* REQUIREMENTS
Rewrite the data below with every "fly on flower" swapped for "insect on flower" and nothing else changed, and leave the pictures out of your answer.

★ ★ ★ ★ ★

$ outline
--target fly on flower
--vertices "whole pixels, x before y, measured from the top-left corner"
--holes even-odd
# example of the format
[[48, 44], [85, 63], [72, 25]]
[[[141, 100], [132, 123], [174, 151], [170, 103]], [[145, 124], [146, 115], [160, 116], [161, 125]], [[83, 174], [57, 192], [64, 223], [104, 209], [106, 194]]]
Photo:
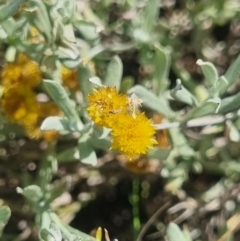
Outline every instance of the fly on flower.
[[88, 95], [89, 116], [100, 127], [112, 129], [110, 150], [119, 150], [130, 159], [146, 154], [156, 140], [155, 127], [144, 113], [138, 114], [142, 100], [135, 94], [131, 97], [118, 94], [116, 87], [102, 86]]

★ ★ ★ ★ ★

* THE ANSWER
$ outline
--target insect on flower
--vertices "whole pixels, x before y, measured from the top-left corner"
--holes even-odd
# example of the format
[[48, 44], [85, 63], [72, 25]]
[[[141, 100], [132, 123], [174, 151], [170, 103]], [[145, 124], [146, 115], [160, 116], [161, 125]], [[83, 174], [57, 192], [64, 223], [104, 209], [106, 194]]]
Photo:
Outline every instance of the insect on flower.
[[88, 95], [89, 116], [100, 127], [112, 129], [110, 150], [119, 150], [130, 159], [146, 154], [156, 140], [155, 127], [144, 113], [138, 114], [142, 100], [135, 94], [131, 97], [118, 94], [116, 87], [102, 86]]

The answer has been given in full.